## INSTRUCTIONS
**A.** From the healthcare investment outlook, list the subsectors it says are leading the way in 2022.
**B.** Continue the healthcare investment outlook with a further paragraph that starts after its last sentence.

## PASSAGE SHOWN

■ ■ ■ ■ ■ ■ ■

The KPMG 2022 Healthcare and Life Sciences Investment Outlook provides insights to investors on nine industry subsectors and incorporates findings from a nationwide survey to illuminate how competition, shifting demand, and innovation -- as well as the pandemic and an evolving regulatory environment -- may impact investment decisions in the year ahead.
Although the pandemic has challenged the healthcare and life sciences industries in many ways, the disruption has also created some lasting innovations: Managing patient care during the pandemic spurred the uptake of telehealth as a consumer-centric treatment modality and recognition of how value-based care elevates patient outcomes. And the response to the virus accelerated advances in science, e.g., mRNA vaccines and monoclonal antibody treatments, that have set new expectations for how quickly new molecules and biologics can go from lab to patient use.
Despite a landmark year for investment in 2021, 70 percent of investors who responded to our survey indicate that they are ready to accelerate their active deal pace in 2022, and more than half of PE investors will do at least 10 percent more deals this year. With biopharma, healthcare IT, medical devices, and hospitals leading the way, we expect to see targeted, thoughtful investment in high-value targets across all the subsectors we assess in this paper.

■ ■ ■ ■ ■ ■ ■

(Items from a dataset)
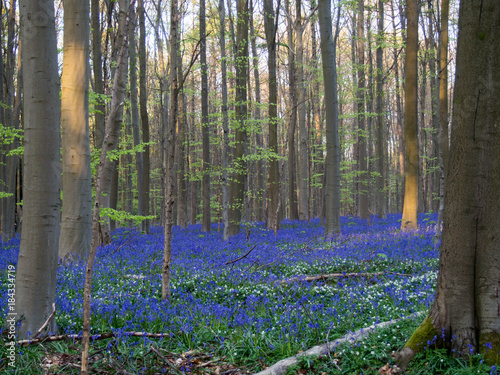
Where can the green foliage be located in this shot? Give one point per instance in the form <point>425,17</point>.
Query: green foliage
<point>123,216</point>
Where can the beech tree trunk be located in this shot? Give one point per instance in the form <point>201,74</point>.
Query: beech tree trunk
<point>466,304</point>
<point>292,188</point>
<point>76,220</point>
<point>410,206</point>
<point>329,60</point>
<point>236,197</point>
<point>362,133</point>
<point>205,129</point>
<point>143,96</point>
<point>37,262</point>
<point>273,180</point>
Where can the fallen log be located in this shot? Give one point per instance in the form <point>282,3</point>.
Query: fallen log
<point>327,276</point>
<point>323,350</point>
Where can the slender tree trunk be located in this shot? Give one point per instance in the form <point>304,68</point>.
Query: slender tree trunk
<point>259,164</point>
<point>273,181</point>
<point>225,127</point>
<point>236,197</point>
<point>143,97</point>
<point>104,169</point>
<point>301,109</point>
<point>465,307</point>
<point>9,204</point>
<point>292,189</point>
<point>329,59</point>
<point>76,220</point>
<point>134,106</point>
<point>170,152</point>
<point>100,107</point>
<point>205,128</point>
<point>37,261</point>
<point>443,82</point>
<point>381,141</point>
<point>362,133</point>
<point>410,207</point>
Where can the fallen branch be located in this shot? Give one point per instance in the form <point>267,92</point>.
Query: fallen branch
<point>323,350</point>
<point>337,275</point>
<point>100,336</point>
<point>241,257</point>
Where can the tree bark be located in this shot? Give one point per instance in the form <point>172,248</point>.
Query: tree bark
<point>362,133</point>
<point>236,197</point>
<point>134,107</point>
<point>76,220</point>
<point>37,262</point>
<point>381,141</point>
<point>205,129</point>
<point>303,175</point>
<point>410,206</point>
<point>329,60</point>
<point>170,152</point>
<point>466,303</point>
<point>292,188</point>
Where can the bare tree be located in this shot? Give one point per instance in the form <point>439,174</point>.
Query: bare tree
<point>37,262</point>
<point>464,314</point>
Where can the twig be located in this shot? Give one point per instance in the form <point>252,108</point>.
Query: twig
<point>99,336</point>
<point>338,275</point>
<point>164,359</point>
<point>46,322</point>
<point>241,257</point>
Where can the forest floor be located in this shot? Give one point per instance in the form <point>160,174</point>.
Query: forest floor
<point>240,306</point>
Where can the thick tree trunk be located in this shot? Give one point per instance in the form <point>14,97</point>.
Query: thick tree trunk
<point>273,180</point>
<point>362,133</point>
<point>134,107</point>
<point>465,308</point>
<point>76,220</point>
<point>329,60</point>
<point>381,141</point>
<point>410,207</point>
<point>100,107</point>
<point>225,127</point>
<point>236,197</point>
<point>37,262</point>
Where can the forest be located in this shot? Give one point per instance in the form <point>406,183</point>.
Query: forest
<point>249,186</point>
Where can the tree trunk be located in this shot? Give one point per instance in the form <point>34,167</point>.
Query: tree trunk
<point>76,220</point>
<point>362,133</point>
<point>104,171</point>
<point>238,184</point>
<point>134,106</point>
<point>292,192</point>
<point>100,107</point>
<point>143,97</point>
<point>303,175</point>
<point>273,181</point>
<point>9,203</point>
<point>205,129</point>
<point>410,206</point>
<point>381,142</point>
<point>170,152</point>
<point>465,308</point>
<point>329,60</point>
<point>37,262</point>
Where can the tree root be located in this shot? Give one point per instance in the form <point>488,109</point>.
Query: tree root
<point>279,368</point>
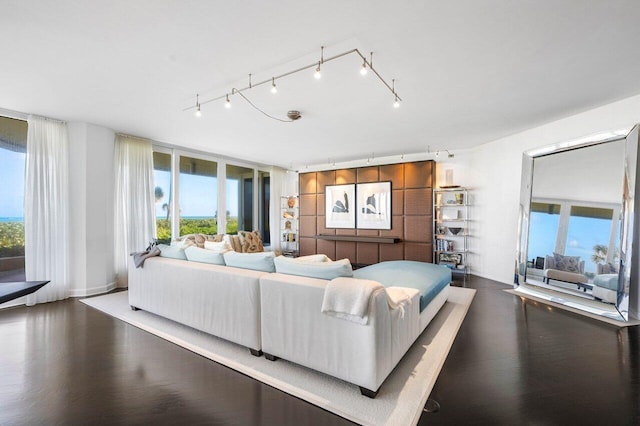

■ ■ ■ ■ ■ ■ ■

## RESPONSES
**A.** Biopharma, healthcare IT, medical devices, and hospitals.

**B.**
Some subsector-specific snapshots follow:
- Biopharma: Intense interest in COVID vaccines and therapeutics is also spurring investment activity around specialty drugs, cell and gene therapies, and other biologics. Many of these will involve creative funding mechanisms, such as outcomes-based payments over time.
- Medical devices: Although medical-device manufacturers have been impacted by elective-surgery and care-delivery disruptions, the subsector will recover, and deal activity will accelerate as COVID moves from pandemic to endemic status.
- Healthcare IT: The increased use of telehealth and the likelihood of rollups in this sector are having a spill-over effect and prompting broad investment interest across all areas of healthcare IT.
- Hospital and health systems: Although many hospitals are still struggling with COVID volumes and delayed resumption of elective procedures, investors are willing to pay high multiples for assets they can combine to realize efficiencies.
- Pharma and lab services: Structural changes in pharmaceutical outsourcing are attracting private-equity investors, particularly in CROs, CDMOs, commercialization services/technologies, clinical research sites, and supply-chain services/technologies.
- Behavioral health: The dramatic increase in depression, anxiety, and substance abuse during the pandemic will likely lead to rollups of behavioral health providers, particularly psychiatry practices, where some EBITDA multiples rise well into the mid-double digits.
- Specialty physician practices: Among specialty physician practices, investor uptake is expected to focus primarily on non-acute care, e.g., aesthetics, behavioral health, dental, veterinary health, and dermatology, as well as home care.
- Home health and hospice: Given the shift toward at-home care during the pandemic, investors are interested in consolidation of smaller home health and hospice businesses.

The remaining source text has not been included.